(Records excerpted from a collection)
▬▬▬▬▬▬▬▬▬▬

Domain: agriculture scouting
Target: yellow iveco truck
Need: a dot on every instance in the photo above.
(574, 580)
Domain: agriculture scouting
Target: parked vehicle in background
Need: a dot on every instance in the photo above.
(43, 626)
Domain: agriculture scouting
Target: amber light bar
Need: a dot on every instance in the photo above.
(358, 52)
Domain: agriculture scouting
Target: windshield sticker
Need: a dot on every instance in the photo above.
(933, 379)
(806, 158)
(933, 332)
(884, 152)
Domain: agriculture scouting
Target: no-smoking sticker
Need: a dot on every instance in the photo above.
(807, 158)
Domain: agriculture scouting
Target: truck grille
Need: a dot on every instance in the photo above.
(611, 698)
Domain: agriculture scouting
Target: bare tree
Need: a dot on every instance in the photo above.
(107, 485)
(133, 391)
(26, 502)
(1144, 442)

▬▬▬▬▬▬▬▬▬▬

** Job **
Quote all the records exactly, please, leaving none out.

** Answer to the exercise **
Domain: agriculture scouting
Target: yellow iveco truck
Need: a dot on every instance in the photo above.
(574, 580)
Domain: agriculture scouting
Target: parked vehicle in background
Need: a dot on every instance in the photo above.
(43, 626)
Domain: agriculture scouting
Target: amber light bar
Need: a dot on every instance in the photo above.
(358, 52)
Domain: agriculture scouting
Target: windshield sticker
Need: a dot on every instance in the photo above.
(933, 379)
(806, 158)
(933, 332)
(884, 152)
Domain: agriculture scouting
Target: no-smoking sticker
Need: a dot on every instance in the photo above.
(807, 158)
Domain: agriculture scouting
Target: truck grille
Need: a dot on every instance in the photo above.
(611, 698)
Domain: agriculture scouting
Target: bare tree
Need: a dot on every instance in the photo above.
(107, 485)
(133, 391)
(26, 502)
(1144, 442)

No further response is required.